## PAGE EXCERPT
I need to feel a degree of warmth in order to feel a true connection or friendship is blossoming--I get frustrated because this type of interaction often feels empty and pointless. I often liken it to driving around town shouting my thoughts out the open window to random strangers. Younger people,having grown up with computers don't seem to feel this disconnect. IceOver,yes I understand,it's as if Facebook devotees exist in a world made up of sound bites and infomercials with only one product being consistently touted - themselves.


----------



## IcedOver

"Still Waters" -- Good analogies! That's spot on. 

Another thing that makes me feel out of place is the overwhelming clique-ishness on some sites. Sometimes it feels like you can't even talk to anyone unless you're in their tightly knit group and can converse with their silly little in-jokes (again, not so much this site, although it does have its cliques).


----------



## pjb77

IcedOver said:


> Yes, I definitely feel out of place anywhere I go. Lately, though, I've been feeling out of place on every internet site of which I'm a member. I hate the internet, and don't really desire to get in any deeper with it than I already am. However, when I do feel like exploring a site a little further, I realize that all the members have so much more going on than me, and are "normal" people, whereas I'm just a screw up. Of course I have more in common with this site's members, but I still feel out of place.
> 
> Most members of internet sites are younger, and I believe a gulf in attitude exists even between people in their thirties and those in their teens and twenties. *Younger people (i.e., people who have been using the internet since they were very young) seem obsessed with being funny, sarcastic and faux-witty, and spout tons of in-jokes and internet slang, and it's all so tiresome.* They're not funny, even though they believe they are. I guess that's a symptom of the horrendous Facebook/Twitter Hell, where it's all about "Look at me! I'm cool/funny/witty/interesting/attractive/sexy". You go about establishing a known identity through these stupid brief quips. Seriousness and sober, straightforward talk and questions are frowned upon and viewed as lame or even as evidence of a creepy person (again, this is more in evidence on other sites). Does anyone know what I'm talking about?


You nailed it! Exactly right. I really don't like the internet. But have nothing else to fill my life with which is sad.


----------



## rdrr

pjb77 said:


> You nailed it! Exactly right. I really don't like the internet. But have nothing else to fill my life with which is sad.


Its more of just a maturity/immaturity thing. That type of behaviour dissipates with age.


----------



## pjb77

IcedOver said:


> "Still Waters" -- Good analogies! That's spot on.
> 
> Another thing that makes me feel out of place is the overwhelming clique-ishness on some sites. Sometimes it feels like you can't even talk to anyone unless you're in their tightly knit group and can converse with their silly little in-jokes (again, not so much this site, although it does have its cliques).

## Stored data entries

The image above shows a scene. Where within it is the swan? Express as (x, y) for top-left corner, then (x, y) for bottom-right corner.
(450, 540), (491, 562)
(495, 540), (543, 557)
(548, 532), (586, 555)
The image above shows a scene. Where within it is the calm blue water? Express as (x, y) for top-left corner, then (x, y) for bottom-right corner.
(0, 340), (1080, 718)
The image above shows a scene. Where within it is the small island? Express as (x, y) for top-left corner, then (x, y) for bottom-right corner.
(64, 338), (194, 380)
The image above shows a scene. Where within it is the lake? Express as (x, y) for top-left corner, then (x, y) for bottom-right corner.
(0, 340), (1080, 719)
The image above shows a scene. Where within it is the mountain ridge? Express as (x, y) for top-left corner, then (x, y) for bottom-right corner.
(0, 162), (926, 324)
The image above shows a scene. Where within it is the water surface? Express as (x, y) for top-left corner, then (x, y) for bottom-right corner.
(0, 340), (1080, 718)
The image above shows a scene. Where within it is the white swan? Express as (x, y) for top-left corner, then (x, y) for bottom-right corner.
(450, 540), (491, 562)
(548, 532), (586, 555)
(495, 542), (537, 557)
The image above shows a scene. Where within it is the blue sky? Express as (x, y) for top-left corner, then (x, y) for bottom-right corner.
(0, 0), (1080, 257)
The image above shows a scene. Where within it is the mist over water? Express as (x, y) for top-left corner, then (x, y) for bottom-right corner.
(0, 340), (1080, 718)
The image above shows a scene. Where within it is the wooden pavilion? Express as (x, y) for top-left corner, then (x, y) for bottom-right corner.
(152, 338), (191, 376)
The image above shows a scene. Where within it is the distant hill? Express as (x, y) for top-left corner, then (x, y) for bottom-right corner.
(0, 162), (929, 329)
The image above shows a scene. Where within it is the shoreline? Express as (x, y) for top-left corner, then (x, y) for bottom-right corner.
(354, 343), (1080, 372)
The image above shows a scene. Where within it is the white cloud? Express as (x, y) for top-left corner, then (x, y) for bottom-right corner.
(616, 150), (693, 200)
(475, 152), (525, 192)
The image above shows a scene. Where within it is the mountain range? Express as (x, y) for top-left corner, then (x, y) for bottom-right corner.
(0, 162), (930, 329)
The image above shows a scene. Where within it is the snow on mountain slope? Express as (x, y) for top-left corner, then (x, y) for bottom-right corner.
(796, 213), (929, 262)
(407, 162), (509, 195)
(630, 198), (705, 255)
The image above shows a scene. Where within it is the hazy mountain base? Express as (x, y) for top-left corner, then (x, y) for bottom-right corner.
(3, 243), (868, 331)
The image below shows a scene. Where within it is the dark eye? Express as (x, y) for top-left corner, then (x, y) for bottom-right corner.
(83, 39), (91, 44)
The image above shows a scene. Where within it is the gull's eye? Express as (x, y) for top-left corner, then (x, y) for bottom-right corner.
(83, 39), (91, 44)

## PROBLEM REQUIREMENTS
Change "random strangers" to "passing strangers" in the forum thread passage from "I need to feel" to "touted - themselves.", and write out that passage with the change. You can set the records aside, since none of the work depends on them.

## TASK RESPONSE
I need to feel a degree of warmth in order to feel a true connection or friendship is blossoming--I get frustrated because this type of interaction often feels empty and pointless. I often liken it to driving around town shouting my thoughts out the open window to passing strangers. Younger people,having grown up with computers don't seem to feel this disconnect. IceOver,yes I understand,it's as if Facebook devotees exist in a world made up of sound bites and infomercials with only one product being consistently touted - themselves.